------ EXERCISE MATERIALS ------

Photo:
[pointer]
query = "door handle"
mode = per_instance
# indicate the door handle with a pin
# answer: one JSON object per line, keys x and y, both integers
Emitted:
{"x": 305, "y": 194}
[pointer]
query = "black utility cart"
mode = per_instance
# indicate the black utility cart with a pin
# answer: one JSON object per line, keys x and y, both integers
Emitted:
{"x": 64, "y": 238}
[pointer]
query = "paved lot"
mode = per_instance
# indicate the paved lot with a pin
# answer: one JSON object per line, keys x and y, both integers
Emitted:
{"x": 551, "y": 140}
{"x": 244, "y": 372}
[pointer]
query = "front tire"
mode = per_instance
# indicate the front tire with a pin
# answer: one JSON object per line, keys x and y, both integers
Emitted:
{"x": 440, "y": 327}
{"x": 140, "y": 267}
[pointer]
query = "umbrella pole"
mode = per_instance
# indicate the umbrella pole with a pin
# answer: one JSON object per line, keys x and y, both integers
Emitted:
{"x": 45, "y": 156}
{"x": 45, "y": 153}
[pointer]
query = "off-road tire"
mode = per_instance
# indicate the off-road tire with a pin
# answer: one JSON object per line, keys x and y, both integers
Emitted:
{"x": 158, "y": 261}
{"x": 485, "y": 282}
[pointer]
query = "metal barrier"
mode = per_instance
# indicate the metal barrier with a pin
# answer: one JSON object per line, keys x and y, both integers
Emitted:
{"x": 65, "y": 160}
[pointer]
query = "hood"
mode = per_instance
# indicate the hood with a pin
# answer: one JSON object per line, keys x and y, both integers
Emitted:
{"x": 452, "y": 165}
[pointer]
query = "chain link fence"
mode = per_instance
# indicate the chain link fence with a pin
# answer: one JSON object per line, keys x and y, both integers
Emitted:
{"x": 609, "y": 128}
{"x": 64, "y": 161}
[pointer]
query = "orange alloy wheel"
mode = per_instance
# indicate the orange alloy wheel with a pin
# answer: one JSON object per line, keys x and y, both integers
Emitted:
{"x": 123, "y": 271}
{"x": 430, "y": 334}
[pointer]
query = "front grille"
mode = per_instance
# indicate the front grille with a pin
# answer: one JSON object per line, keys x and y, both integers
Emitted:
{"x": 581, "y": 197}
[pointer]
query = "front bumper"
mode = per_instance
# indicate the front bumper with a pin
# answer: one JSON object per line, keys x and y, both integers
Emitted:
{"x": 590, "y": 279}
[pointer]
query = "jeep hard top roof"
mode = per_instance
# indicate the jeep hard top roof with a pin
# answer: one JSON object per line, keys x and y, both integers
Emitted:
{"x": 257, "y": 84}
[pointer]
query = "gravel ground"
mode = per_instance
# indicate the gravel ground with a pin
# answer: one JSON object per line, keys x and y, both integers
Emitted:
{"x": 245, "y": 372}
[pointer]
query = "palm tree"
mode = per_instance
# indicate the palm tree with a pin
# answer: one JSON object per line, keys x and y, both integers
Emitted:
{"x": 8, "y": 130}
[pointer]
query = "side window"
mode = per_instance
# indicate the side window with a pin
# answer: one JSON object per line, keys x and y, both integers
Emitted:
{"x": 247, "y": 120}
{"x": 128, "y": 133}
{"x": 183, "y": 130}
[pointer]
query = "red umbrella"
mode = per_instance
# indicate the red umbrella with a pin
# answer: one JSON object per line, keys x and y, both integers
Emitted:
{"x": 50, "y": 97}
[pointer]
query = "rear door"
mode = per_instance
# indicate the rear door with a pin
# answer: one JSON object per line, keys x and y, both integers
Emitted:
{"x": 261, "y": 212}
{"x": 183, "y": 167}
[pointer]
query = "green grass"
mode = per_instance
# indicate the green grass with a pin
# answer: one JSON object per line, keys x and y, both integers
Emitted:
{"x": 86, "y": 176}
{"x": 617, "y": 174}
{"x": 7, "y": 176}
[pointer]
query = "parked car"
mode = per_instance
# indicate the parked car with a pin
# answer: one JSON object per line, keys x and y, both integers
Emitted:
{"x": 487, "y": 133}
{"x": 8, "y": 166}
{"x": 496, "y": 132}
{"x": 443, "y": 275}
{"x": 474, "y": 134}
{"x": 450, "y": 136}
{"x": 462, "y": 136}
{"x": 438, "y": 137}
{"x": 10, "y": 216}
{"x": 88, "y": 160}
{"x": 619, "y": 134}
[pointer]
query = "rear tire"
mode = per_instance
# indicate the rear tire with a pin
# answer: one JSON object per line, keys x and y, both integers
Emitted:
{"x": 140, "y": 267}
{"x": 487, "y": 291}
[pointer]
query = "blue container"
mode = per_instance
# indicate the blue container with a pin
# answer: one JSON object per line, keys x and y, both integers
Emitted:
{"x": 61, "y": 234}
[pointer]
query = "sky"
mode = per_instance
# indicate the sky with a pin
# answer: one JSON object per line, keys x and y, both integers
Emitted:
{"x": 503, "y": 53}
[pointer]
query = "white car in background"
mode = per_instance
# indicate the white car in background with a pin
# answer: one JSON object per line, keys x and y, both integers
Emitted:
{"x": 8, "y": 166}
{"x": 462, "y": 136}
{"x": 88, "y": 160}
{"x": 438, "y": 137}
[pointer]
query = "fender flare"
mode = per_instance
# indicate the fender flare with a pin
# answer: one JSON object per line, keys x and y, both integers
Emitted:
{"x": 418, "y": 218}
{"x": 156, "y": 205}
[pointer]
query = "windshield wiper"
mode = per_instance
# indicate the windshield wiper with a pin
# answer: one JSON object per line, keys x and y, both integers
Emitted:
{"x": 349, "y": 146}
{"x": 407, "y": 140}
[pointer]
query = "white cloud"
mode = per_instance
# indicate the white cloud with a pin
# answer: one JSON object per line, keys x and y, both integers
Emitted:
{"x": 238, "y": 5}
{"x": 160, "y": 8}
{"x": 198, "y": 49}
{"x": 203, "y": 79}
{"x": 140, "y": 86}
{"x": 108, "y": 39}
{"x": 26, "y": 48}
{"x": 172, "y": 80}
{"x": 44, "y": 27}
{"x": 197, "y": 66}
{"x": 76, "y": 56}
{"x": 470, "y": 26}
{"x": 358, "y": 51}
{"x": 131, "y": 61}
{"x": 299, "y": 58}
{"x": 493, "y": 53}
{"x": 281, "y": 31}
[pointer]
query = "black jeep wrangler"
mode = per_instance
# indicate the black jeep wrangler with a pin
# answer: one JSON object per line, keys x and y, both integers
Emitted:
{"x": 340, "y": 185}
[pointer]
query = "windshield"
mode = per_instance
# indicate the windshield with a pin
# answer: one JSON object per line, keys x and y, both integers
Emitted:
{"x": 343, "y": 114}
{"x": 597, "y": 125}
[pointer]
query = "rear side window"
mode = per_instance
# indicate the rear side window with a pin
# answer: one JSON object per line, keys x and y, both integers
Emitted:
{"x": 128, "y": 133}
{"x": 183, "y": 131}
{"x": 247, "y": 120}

------

EXERCISE DIRECTIONS:
Output the data exactly, in full.

EXERCISE OUTPUT:
Photo:
[pointer]
query = "door handle"
mode = per_instance
# indicate the door handle with a pin
# answer: one JSON object per line, keys x and y, both integers
Emitted:
{"x": 305, "y": 194}
[pointer]
query = "black utility cart"
mode = per_instance
# indicate the black utility cart with a pin
# answer: one JSON object per line, keys x and y, both integers
Emitted:
{"x": 64, "y": 238}
[pointer]
query = "paved lot"
mode = per_instance
# indicate the paved lot with a pin
# answer: one JSON object per line, keys x and y, both integers
Emitted:
{"x": 551, "y": 140}
{"x": 244, "y": 372}
[pointer]
query = "front tire"
mode = per_instance
# indicate the front tire with a pin
# answer: one JSON object per line, keys x and y, both integers
Emitted:
{"x": 440, "y": 327}
{"x": 140, "y": 267}
[pointer]
query = "umbrella pole"
mode = per_instance
# indicate the umbrella pole with a pin
# answer: one JSON object per line, keys x and y, both integers
Emitted:
{"x": 45, "y": 156}
{"x": 45, "y": 153}
[pointer]
query = "off-road tire"
mode = per_instance
# indicate the off-road tire with a pin
# answer: one JSON object per line, keys x and y, both integers
Emitted:
{"x": 158, "y": 261}
{"x": 485, "y": 282}
[pointer]
query = "metal barrier"
mode = per_instance
# indicate the metal barrier with a pin
# answer: one JSON object per line, keys x and y, both integers
Emitted:
{"x": 65, "y": 160}
[pointer]
query = "hood"
mode = per_instance
# indicate the hood with a pin
# answer: one JSON object per line, keys x and y, both integers
Emitted:
{"x": 452, "y": 165}
[pointer]
query = "chain link fence"
mode = per_instance
# indicate the chain link fence with a pin
# answer: one JSON object per line, keys x and y, both integers
Emitted:
{"x": 609, "y": 128}
{"x": 64, "y": 161}
[pointer]
query = "orange alloy wheel"
mode = per_instance
# indicate the orange alloy wheel with a pin
# answer: one JSON object per line, keys x and y, both integers
Emitted:
{"x": 123, "y": 271}
{"x": 430, "y": 334}
[pointer]
query = "front grille"
mode = per_instance
# indicate the front grille with a pin
# answer: one JSON object per line, keys x and y, both integers
Emitted:
{"x": 581, "y": 197}
[pointer]
query = "front bumper"
mode = per_instance
# indicate the front bumper with a pin
# answer: one JSON object per line, keys x and y, both integers
Emitted:
{"x": 590, "y": 279}
[pointer]
query = "jeep hard top roof"
mode = per_instance
# indicate the jeep hard top roof with a pin
# answer: one JSON object per line, keys x and y, both integers
Emitted:
{"x": 257, "y": 84}
[pointer]
query = "gravel ground"
mode = per_instance
# indicate the gravel ground with a pin
# answer: one JSON object per line, keys x and y, both integers
Emitted:
{"x": 245, "y": 372}
[pointer]
query = "palm tree"
mode = per_instance
# indicate the palm tree with a pin
# answer: one JSON object per line, keys x and y, both integers
Emitted:
{"x": 8, "y": 130}
[pointer]
query = "side window"
mode = per_instance
# indicate the side window with a pin
# answer: one JSON object per line, keys x and y, both integers
Emitted:
{"x": 247, "y": 120}
{"x": 128, "y": 133}
{"x": 183, "y": 130}
[pointer]
query = "red umbrella"
mode = per_instance
# indicate the red umbrella with a pin
# answer: one JSON object per line, keys x and y, both integers
Emitted:
{"x": 50, "y": 97}
[pointer]
query = "rear door"
mode = per_instance
# indicate the rear door with a pin
# answer: one JSON object per line, keys x and y, both integers
Emitted:
{"x": 261, "y": 212}
{"x": 183, "y": 167}
[pointer]
query = "green grass"
mode = per_instance
# indicate the green grass with a pin
# answer: one JSON object per line, keys x and y, both integers
Emitted:
{"x": 86, "y": 176}
{"x": 617, "y": 174}
{"x": 7, "y": 176}
[pointer]
query = "parked car"
mode = per_instance
# indicate the parked car with a pin
# answer: one JSON object per line, keys x and y, both integers
Emitted:
{"x": 487, "y": 133}
{"x": 8, "y": 166}
{"x": 496, "y": 132}
{"x": 443, "y": 275}
{"x": 474, "y": 134}
{"x": 450, "y": 136}
{"x": 462, "y": 136}
{"x": 438, "y": 137}
{"x": 10, "y": 216}
{"x": 88, "y": 160}
{"x": 619, "y": 134}
[pointer]
query = "rear tire"
mode = per_instance
# indicate the rear tire with a pin
# answer: one JSON object per line, keys x and y, both integers
Emitted:
{"x": 140, "y": 267}
{"x": 487, "y": 291}
[pointer]
query = "blue container"
mode = per_instance
# indicate the blue container with a pin
# answer: one JSON object per line, keys x and y, both integers
Emitted:
{"x": 61, "y": 234}
[pointer]
query = "sky"
mode = per_instance
# indicate the sky with a pin
# answer: one JSON object per line, keys x and y, both integers
Emitted:
{"x": 503, "y": 53}
[pointer]
query = "white car in background"
mode = per_instance
# indicate the white car in background with a pin
# answer: one JSON object per line, keys x and y, both integers
Emitted:
{"x": 8, "y": 166}
{"x": 462, "y": 136}
{"x": 88, "y": 160}
{"x": 438, "y": 137}
[pointer]
query = "fender flare"
mode = per_instance
# indicate the fender flare with a pin
# answer: one JSON object per line, keys x and y, both integers
Emitted:
{"x": 418, "y": 218}
{"x": 156, "y": 205}
[pointer]
query = "windshield wiper"
mode = per_instance
# indicate the windshield wiper with a pin
# answer: one JSON object per line, keys x and y, both integers
Emitted:
{"x": 349, "y": 146}
{"x": 407, "y": 140}
[pointer]
query = "white cloud"
mode = per_instance
# indicate the white cloud with a pin
# answer: one JSON object per line, keys x and y, both integers
Emitted:
{"x": 238, "y": 5}
{"x": 160, "y": 8}
{"x": 198, "y": 49}
{"x": 203, "y": 79}
{"x": 140, "y": 86}
{"x": 108, "y": 39}
{"x": 26, "y": 48}
{"x": 172, "y": 80}
{"x": 44, "y": 27}
{"x": 197, "y": 66}
{"x": 76, "y": 56}
{"x": 470, "y": 26}
{"x": 358, "y": 51}
{"x": 131, "y": 61}
{"x": 299, "y": 58}
{"x": 493, "y": 53}
{"x": 281, "y": 31}
[pointer]
query = "black jeep wrangler"
mode = per_instance
# indicate the black jeep wrangler with a pin
# answer: one JSON object per line, keys x and y, both integers
Emitted:
{"x": 340, "y": 185}
[pointer]
query = "windshield"
mode = per_instance
# indicate the windshield with a pin
# answer: one JSON object per line, keys x and y, both integers
Emitted:
{"x": 343, "y": 114}
{"x": 597, "y": 125}
[pointer]
query = "rear side window"
mode = per_instance
# indicate the rear side window with a pin
# answer: one JSON object per line, keys x and y, both integers
Emitted:
{"x": 128, "y": 133}
{"x": 183, "y": 131}
{"x": 247, "y": 120}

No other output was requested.